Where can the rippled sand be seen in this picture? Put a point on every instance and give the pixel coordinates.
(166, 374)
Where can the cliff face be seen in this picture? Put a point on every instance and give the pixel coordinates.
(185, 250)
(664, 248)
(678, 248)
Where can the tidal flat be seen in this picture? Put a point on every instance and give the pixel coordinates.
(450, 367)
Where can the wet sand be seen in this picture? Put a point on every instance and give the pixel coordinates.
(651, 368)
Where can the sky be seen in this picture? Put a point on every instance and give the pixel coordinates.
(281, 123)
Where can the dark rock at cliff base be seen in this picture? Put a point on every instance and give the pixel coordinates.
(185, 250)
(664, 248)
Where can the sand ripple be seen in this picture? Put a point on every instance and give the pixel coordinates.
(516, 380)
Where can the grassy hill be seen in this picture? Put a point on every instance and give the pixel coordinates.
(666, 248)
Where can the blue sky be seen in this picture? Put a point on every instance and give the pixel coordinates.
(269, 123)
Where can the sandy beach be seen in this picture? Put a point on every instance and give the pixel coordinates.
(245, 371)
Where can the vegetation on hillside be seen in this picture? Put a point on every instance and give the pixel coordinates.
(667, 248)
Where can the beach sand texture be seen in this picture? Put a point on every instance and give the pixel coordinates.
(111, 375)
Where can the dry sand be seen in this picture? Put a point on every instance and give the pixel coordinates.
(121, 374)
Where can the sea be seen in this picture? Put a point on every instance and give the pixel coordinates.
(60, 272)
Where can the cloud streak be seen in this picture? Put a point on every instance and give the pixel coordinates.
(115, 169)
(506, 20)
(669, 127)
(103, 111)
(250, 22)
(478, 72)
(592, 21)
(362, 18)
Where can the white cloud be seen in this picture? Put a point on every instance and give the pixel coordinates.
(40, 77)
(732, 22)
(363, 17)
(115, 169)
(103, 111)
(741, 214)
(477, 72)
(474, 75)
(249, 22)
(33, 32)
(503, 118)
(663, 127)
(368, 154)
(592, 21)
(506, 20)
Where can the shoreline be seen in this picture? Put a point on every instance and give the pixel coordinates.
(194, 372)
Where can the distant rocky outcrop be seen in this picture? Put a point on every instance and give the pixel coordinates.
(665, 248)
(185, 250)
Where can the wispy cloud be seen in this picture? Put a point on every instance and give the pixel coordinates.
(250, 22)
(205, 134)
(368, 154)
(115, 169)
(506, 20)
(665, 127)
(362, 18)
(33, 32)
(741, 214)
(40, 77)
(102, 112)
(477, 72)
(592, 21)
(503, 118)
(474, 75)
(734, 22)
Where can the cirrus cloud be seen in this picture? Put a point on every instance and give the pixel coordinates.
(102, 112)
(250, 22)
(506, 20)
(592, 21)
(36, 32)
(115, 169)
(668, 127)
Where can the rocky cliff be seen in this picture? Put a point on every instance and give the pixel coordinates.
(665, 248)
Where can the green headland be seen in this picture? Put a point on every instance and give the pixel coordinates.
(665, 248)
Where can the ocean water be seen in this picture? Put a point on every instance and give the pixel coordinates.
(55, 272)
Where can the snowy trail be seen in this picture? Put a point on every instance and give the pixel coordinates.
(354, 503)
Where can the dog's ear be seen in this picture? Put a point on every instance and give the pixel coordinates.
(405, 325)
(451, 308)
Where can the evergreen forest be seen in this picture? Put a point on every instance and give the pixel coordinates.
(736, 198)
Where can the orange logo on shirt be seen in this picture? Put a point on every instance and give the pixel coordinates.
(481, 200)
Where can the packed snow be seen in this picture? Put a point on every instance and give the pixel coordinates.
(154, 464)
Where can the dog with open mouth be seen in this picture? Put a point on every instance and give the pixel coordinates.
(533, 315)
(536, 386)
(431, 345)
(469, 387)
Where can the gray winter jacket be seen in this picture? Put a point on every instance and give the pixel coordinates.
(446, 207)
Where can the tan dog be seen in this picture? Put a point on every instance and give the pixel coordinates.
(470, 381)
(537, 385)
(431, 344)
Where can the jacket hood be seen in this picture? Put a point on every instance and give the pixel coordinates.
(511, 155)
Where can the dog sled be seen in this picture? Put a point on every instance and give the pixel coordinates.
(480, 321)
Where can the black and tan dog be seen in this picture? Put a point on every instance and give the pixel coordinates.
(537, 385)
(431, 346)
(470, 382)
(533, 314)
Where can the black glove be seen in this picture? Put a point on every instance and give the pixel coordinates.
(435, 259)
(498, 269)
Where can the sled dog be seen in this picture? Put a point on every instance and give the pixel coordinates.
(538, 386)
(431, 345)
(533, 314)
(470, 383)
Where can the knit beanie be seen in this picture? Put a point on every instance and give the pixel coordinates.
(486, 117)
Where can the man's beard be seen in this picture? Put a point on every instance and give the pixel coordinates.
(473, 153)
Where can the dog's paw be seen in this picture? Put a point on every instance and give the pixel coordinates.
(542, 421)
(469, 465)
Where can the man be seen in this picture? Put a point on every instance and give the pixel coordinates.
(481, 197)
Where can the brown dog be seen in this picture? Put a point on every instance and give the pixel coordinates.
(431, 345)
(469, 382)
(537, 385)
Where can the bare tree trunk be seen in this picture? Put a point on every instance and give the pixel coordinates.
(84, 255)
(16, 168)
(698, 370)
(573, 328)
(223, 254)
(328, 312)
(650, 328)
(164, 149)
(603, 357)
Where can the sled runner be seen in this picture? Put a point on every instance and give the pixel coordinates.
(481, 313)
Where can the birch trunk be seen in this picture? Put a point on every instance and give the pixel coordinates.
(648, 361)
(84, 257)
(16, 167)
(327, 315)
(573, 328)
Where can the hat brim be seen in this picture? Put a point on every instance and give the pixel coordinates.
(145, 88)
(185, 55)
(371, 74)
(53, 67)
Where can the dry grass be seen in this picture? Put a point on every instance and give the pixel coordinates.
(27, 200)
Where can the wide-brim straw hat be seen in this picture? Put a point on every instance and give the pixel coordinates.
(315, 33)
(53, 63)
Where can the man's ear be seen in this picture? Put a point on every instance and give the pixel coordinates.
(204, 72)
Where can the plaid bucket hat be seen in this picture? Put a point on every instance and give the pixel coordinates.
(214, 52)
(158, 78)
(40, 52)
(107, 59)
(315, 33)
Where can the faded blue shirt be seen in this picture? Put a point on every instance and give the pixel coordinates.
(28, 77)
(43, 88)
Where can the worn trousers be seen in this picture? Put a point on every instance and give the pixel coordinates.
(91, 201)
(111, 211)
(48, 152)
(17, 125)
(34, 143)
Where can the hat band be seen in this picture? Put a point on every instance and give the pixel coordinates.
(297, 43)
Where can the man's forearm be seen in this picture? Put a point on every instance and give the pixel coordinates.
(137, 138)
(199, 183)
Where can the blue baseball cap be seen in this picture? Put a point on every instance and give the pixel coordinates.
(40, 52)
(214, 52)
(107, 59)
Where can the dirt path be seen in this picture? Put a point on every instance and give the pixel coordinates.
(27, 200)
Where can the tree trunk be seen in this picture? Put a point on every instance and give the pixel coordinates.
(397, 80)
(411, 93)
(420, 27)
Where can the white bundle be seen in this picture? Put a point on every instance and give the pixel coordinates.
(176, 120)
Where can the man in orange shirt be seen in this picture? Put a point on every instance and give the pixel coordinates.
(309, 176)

# # #

▸ **STATED PROBLEM**: Transcribe only the trailing portion of the entries above: the line that contains "Where can the hat band" and each line after it.

▸ **THE REPLY**:
Where can the hat band be seen in this picture? Put a point on every instance and give the pixel coordinates.
(297, 43)
Where can the man's forearm be seen in this picture? Put a point on every instance and give the pixel coordinates.
(137, 138)
(199, 183)
Where can the blue baseball cap be seen in this picture? Put a point on every instance and give the pixel coordinates.
(40, 52)
(214, 52)
(107, 59)
Where can the dirt path be seen in this picture? Put a point on every instance and give the pixel coordinates.
(27, 200)
Where can the tree trunk be seen in this picture? Put a point on every instance and give the pixel coordinates.
(397, 80)
(411, 93)
(420, 27)
Where can the white bundle be seen in this picture? Put a point on every instance and give the pixel coordinates.
(176, 120)
Where can the man in orange shirt be seen in this picture? Put a point on every instance and give the pixel coordinates.
(309, 176)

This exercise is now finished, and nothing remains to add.